* _DATASET ROWS_:
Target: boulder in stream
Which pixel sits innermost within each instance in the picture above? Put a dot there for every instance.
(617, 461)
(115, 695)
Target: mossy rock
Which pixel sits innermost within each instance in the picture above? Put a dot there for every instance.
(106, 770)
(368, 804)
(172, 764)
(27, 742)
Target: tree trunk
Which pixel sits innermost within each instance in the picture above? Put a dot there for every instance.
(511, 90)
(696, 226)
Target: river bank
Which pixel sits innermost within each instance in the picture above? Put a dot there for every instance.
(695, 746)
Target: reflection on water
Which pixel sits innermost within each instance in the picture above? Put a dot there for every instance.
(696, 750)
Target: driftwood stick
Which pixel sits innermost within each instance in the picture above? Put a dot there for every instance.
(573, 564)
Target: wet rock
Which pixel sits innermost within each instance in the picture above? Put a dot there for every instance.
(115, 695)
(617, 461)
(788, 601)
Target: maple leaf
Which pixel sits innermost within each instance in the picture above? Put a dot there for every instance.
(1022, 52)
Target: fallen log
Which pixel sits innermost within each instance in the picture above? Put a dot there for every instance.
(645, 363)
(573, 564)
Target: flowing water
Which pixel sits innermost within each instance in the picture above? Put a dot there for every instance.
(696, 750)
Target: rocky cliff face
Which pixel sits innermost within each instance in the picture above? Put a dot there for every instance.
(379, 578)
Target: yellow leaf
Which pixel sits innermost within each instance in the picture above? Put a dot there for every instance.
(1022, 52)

==

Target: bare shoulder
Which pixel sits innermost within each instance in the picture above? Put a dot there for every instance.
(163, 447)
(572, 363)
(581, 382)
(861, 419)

* * *

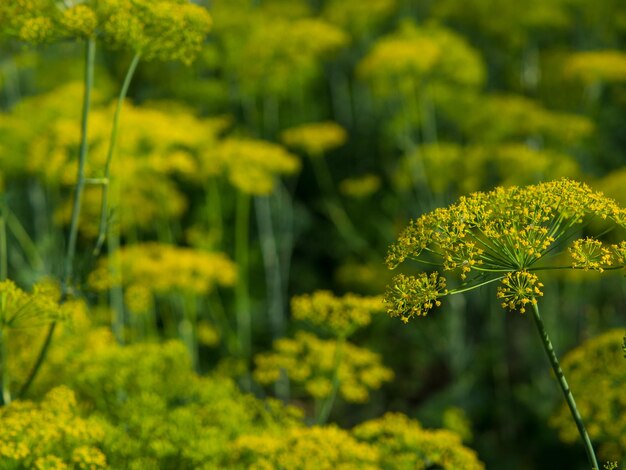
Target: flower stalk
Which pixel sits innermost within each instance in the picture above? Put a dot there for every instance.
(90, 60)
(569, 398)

* _OBJECTIVE_: Pick out every line in the records above that contains the string "leaf", matching case exactly, and copy each of those lines.

* _RESULT FOR THIS EXERCISE_:
Target: maple leaf
Target: yellow leaf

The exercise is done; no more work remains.